WHAT NEEDS TO BE DONE: Copy the rows below word for word, starting at the line that contains "Category: the podium" and stopping after the last line of the rows, with both ends included. Leave the pictures out of your copy.

DATA EXCERPTS:
----
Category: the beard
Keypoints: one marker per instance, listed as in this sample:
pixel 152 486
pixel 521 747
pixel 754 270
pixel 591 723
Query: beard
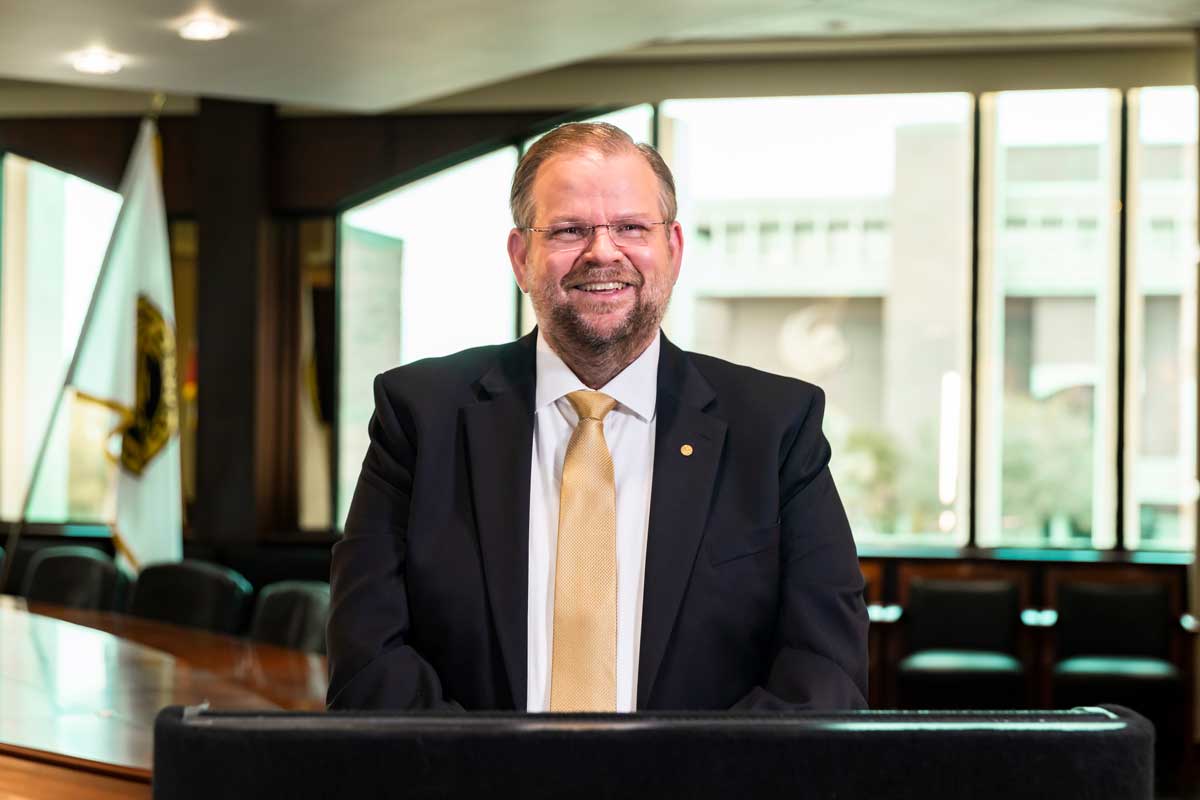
pixel 571 329
pixel 606 350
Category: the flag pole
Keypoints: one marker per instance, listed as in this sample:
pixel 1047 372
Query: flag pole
pixel 105 269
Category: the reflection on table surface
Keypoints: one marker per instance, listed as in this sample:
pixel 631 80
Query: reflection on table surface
pixel 81 689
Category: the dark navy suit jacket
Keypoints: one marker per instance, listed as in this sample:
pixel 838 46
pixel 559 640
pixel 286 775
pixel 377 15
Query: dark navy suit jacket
pixel 753 594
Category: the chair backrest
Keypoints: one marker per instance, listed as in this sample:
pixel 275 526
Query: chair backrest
pixel 292 614
pixel 1114 619
pixel 73 576
pixel 196 594
pixel 961 615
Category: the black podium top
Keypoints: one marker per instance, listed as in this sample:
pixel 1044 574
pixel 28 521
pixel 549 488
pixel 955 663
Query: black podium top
pixel 1095 752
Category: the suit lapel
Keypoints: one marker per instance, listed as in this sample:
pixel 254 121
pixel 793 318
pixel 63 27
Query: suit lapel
pixel 679 501
pixel 499 440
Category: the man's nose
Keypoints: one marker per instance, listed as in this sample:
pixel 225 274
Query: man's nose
pixel 601 247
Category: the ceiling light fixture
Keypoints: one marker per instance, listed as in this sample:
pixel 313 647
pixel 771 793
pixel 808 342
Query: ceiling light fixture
pixel 205 28
pixel 96 61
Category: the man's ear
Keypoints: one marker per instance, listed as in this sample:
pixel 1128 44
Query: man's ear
pixel 519 250
pixel 675 248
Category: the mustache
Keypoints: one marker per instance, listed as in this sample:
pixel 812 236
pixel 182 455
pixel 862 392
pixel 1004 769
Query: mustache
pixel 601 275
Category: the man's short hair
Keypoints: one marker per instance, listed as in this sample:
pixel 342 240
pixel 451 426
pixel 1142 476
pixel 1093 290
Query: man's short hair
pixel 581 137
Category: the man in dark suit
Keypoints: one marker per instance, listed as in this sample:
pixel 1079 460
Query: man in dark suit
pixel 591 518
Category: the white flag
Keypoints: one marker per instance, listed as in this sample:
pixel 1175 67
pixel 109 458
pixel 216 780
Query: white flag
pixel 125 360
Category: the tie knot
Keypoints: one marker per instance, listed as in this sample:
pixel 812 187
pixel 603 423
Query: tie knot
pixel 591 405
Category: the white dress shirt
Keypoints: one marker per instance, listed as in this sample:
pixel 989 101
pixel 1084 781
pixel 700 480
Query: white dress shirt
pixel 629 432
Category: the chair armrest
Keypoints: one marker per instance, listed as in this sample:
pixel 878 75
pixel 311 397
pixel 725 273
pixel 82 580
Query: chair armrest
pixel 1039 617
pixel 881 614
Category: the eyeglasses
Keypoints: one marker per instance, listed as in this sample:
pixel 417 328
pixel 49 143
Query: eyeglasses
pixel 575 234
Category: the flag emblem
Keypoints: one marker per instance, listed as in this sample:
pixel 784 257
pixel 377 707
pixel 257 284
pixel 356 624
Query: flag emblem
pixel 155 417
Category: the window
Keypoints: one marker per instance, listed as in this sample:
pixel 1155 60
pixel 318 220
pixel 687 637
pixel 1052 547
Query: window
pixel 1047 380
pixel 54 229
pixel 875 193
pixel 423 272
pixel 1161 322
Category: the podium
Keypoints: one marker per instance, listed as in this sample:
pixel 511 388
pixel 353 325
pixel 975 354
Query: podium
pixel 1092 752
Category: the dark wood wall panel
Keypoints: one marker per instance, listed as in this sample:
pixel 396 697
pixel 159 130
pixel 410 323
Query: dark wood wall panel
pixel 319 162
pixel 91 148
pixel 232 217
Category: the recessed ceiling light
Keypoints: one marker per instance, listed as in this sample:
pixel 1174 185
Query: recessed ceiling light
pixel 205 28
pixel 96 61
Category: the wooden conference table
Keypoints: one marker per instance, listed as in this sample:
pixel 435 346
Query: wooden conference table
pixel 79 691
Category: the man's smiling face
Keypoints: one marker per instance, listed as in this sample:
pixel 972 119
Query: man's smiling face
pixel 597 293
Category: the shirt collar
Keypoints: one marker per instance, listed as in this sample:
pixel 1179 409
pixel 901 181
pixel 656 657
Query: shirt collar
pixel 636 386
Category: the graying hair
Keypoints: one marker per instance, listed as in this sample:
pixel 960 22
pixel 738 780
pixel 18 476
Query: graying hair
pixel 576 137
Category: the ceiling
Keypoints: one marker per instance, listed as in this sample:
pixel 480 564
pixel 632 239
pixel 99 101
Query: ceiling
pixel 373 55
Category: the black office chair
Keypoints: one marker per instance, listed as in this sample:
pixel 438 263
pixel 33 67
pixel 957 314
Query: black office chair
pixel 72 576
pixel 961 647
pixel 292 614
pixel 1113 643
pixel 195 594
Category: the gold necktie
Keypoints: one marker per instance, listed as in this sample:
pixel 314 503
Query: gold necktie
pixel 583 662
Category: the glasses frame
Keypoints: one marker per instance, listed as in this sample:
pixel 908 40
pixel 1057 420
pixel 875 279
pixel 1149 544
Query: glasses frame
pixel 591 230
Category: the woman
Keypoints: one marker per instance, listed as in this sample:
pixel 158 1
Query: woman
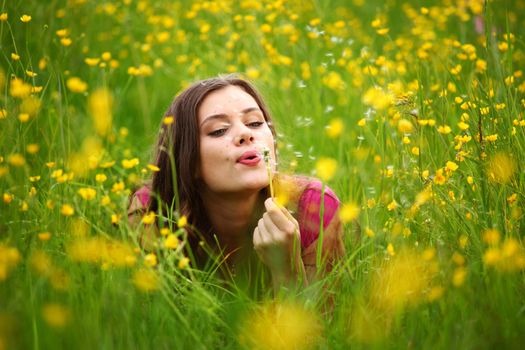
----
EXPECTED ANSWER:
Category: the podium
Keypoints: one marker per instance, listed as in this sample:
pixel 511 388
pixel 353 325
pixel 975 354
Query: podium
pixel 1092 752
Category: the dark wood wall panel
Keypoints: one marker per instance, listed as in this sample:
pixel 396 697
pixel 159 130
pixel 410 323
Query: dark wood wall panel
pixel 319 162
pixel 91 148
pixel 232 217
Category: the recessed ceiling light
Keypoints: one marker per instance, listed as in this sample:
pixel 1174 185
Query: recessed ceiling light
pixel 205 28
pixel 96 61
Category: the wooden conference table
Keypoints: one marker per instance, listed as in this sample:
pixel 435 346
Query: wooden conference table
pixel 79 691
Category: the man's smiling face
Keypoints: one marker per instance, listed as in this sample:
pixel 972 119
Query: man's smiling face
pixel 597 293
Category: the shirt collar
Keypoints: one marker per instance, listed as in this sample:
pixel 1179 409
pixel 901 181
pixel 656 657
Query: shirt collar
pixel 636 386
Category: the graying hair
Keypoints: one marker per instance, listed as in this sample:
pixel 960 22
pixel 738 780
pixel 18 476
Query: graying hair
pixel 576 137
Category: the ceiling
Keypoints: one marker per instance, listed as in this sample:
pixel 480 564
pixel 632 239
pixel 99 101
Query: ceiling
pixel 373 55
Category: the black office chair
Keypoints: one marker per instance, listed as in this sample:
pixel 438 263
pixel 33 67
pixel 957 314
Query: black office chair
pixel 72 576
pixel 961 647
pixel 292 614
pixel 1113 643
pixel 195 594
Category: the gold necktie
Keypoints: one marker per instance, listed as in this sample:
pixel 314 503
Query: gold necktie
pixel 583 662
Category: the glasses frame
Keypoints: one marker per instance, listed as in this sample:
pixel 908 40
pixel 1057 420
pixel 875 279
pixel 1149 544
Query: glasses frame
pixel 591 230
Category: the woman
Keypoints: one marker per instance, listed as in this sample:
pixel 158 1
Query: woman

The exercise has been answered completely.